-- Start TEXT SECTION --

Multiplication (MUL) multiplies R1 by R2 and puts the result in R0. Multiplication cannot be used with an immediate value.


    MUL R0, R1, R2

Instructions for Shifting and Rotating

Logical Shift Left (LSL)

Logical Shift Left (LSL) shifts the bits in R1 by a shift value. In this case, the immediate value 3, and drops the most significant bits. The last bit that was shifted out is put into the carry flag, and the least significant bits are filled with zeros. Below, R1 gets shifted left by the immediate value 3, or a value between 0 and 31 in R2, and put in R0. One logical left shift multiplies a value by two. This is an inexpensive way to do simple multiplication.


    LSL R0, R1, #3    

    LSL R0, R1, R2


Logical Shift Right (LSR)

Logical Shift Right (LSR) works in the reverse fashion as LSL and effectively divides a value by two. The most significant bits are filled with zeros, and the last least significant bit is put into the carry flag.


    LSR R0, R1, #2


Arithmetic Shift Right (ASR)

Arithmetic Shift Right (ASR) performs the same work as LSR but is designed for signed numbers. It copies the sign bit back into the last position on the left.


    ASR R0, R1, #4


Rotate Right (ROR)

Rotate Right (ROR) rotates all the bits in a word by some value. Instead of filling the bits on the left with zeros, the bits shifted out are simply put back into the other end.

-- End TEXT SECTION --
-- Start EXTRACTED INFORMATION --

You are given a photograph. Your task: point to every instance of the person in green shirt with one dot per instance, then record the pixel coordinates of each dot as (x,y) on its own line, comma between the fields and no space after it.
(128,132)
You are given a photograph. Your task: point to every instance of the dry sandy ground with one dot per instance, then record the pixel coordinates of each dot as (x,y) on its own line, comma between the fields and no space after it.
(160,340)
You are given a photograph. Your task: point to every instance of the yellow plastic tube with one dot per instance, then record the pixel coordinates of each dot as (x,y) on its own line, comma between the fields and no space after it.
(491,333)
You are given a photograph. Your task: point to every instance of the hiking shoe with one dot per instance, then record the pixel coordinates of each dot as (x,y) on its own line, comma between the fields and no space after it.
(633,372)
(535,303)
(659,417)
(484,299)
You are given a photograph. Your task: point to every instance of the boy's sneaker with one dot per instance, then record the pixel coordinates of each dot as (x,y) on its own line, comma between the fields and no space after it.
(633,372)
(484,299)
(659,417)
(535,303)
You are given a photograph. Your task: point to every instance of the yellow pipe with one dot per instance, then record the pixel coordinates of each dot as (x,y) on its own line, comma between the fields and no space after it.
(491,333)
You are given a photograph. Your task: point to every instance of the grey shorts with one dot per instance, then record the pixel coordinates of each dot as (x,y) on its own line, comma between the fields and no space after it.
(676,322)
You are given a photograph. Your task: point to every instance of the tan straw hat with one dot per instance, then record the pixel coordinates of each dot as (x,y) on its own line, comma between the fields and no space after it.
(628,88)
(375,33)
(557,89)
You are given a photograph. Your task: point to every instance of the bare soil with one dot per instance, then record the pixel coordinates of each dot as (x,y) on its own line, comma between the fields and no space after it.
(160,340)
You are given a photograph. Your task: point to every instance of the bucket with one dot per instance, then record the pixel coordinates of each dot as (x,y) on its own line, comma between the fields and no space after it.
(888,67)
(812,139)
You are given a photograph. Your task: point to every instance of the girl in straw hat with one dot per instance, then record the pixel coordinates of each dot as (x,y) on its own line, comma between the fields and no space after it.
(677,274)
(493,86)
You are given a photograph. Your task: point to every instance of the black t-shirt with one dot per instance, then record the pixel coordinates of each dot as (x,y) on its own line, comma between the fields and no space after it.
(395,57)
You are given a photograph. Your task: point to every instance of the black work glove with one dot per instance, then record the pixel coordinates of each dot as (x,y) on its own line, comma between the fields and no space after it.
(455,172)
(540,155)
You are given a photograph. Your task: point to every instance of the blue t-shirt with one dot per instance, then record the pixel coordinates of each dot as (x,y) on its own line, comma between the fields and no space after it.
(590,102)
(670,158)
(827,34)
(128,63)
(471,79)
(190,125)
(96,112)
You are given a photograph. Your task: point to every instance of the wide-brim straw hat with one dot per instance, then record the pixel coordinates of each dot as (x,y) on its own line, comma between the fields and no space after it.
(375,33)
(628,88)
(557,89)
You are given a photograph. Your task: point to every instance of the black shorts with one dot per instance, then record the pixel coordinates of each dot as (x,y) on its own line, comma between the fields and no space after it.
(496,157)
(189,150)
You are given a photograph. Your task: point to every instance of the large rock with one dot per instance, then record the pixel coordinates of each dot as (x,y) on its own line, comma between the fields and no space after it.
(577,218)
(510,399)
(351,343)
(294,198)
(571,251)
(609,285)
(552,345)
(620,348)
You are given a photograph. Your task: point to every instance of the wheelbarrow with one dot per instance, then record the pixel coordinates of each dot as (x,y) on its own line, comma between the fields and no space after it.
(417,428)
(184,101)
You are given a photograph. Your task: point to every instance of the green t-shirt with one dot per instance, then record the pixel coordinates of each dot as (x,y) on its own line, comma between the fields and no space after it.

-- End EXTRACTED INFORMATION --

● EXERCISE TASKS
1 - Answer these questions from the text on shift and rotate instructions, one per line:
(a) Which register holds the result of the MUL instruction?
(b) Where does LSL put the last bit that was shifted out?
(c) What does ASR copy back into the last position on the left?
2 - Print the part of the text on shift and rotate instructions that opens with the words "LSR R0, R1, #2" and closes with "on the left.".
These records are separate material and do not belong to the text.

● RESPONSES TO THE EXERCISE
1 -
(a) R0
(b) Into the carry flag
(c) The sign bit

2 -
LSR R0, R1, #2


Arithmetic Shift Right (ASR)

Arithmetic Shift Right (ASR) performs the same work as LSR but is designed for signed numbers. It copies the sign bit back into the last position on the left.